Entries taken from a collection:
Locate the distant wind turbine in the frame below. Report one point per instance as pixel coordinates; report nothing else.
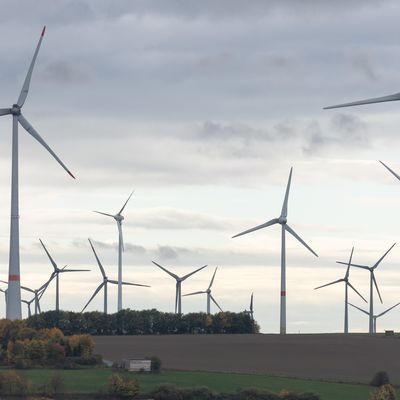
(347, 284)
(178, 290)
(118, 219)
(375, 317)
(105, 282)
(209, 295)
(55, 274)
(14, 305)
(282, 220)
(372, 283)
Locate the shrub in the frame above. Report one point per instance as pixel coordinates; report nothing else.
(166, 392)
(122, 386)
(385, 392)
(379, 379)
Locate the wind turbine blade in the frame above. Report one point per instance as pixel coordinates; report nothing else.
(348, 283)
(212, 279)
(392, 97)
(120, 237)
(391, 308)
(293, 233)
(191, 294)
(93, 296)
(164, 269)
(390, 170)
(122, 209)
(354, 265)
(285, 201)
(330, 283)
(193, 272)
(98, 261)
(31, 130)
(376, 286)
(379, 261)
(25, 86)
(53, 263)
(215, 302)
(128, 283)
(256, 228)
(349, 264)
(360, 309)
(108, 215)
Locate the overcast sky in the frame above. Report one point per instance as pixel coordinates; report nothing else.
(202, 108)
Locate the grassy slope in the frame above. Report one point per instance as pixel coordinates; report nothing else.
(93, 380)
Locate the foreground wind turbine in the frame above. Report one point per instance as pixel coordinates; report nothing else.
(282, 220)
(375, 317)
(118, 219)
(178, 290)
(105, 282)
(55, 274)
(14, 305)
(209, 295)
(347, 284)
(372, 282)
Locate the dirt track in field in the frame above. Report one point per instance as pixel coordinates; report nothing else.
(333, 357)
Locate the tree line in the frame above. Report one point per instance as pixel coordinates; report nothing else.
(146, 322)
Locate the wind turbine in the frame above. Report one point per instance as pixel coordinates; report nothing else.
(14, 305)
(105, 282)
(55, 274)
(393, 97)
(372, 282)
(209, 295)
(347, 284)
(375, 317)
(282, 220)
(179, 280)
(118, 219)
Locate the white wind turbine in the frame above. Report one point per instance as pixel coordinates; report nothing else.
(179, 280)
(282, 220)
(392, 97)
(55, 274)
(372, 283)
(118, 219)
(14, 288)
(375, 317)
(347, 284)
(209, 295)
(105, 282)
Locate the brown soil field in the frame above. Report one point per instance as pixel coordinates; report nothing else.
(352, 358)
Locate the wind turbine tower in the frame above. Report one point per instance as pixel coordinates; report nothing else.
(178, 289)
(347, 284)
(282, 220)
(118, 219)
(14, 286)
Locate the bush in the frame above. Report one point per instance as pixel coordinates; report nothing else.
(166, 392)
(122, 386)
(380, 378)
(11, 382)
(385, 392)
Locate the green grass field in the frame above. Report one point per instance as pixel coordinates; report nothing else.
(93, 380)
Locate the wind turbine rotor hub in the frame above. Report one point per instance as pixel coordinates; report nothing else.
(15, 109)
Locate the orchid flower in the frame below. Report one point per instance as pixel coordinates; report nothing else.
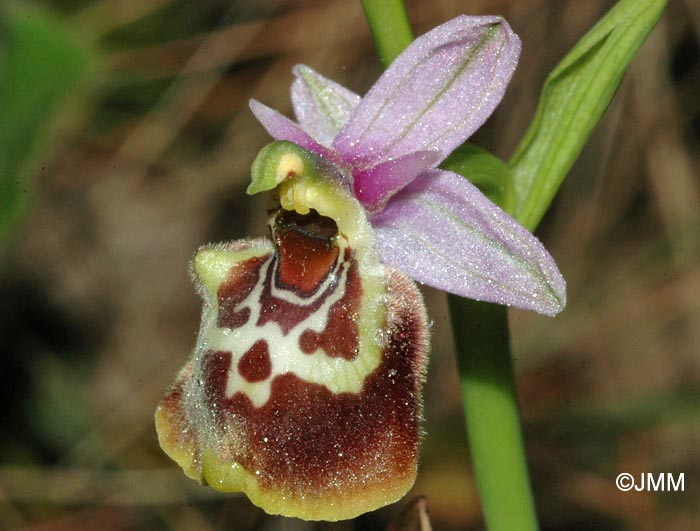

What needs to be done – Count the lines of the entries above that contain the word "below". Reply with that number alone.

Task solution – 2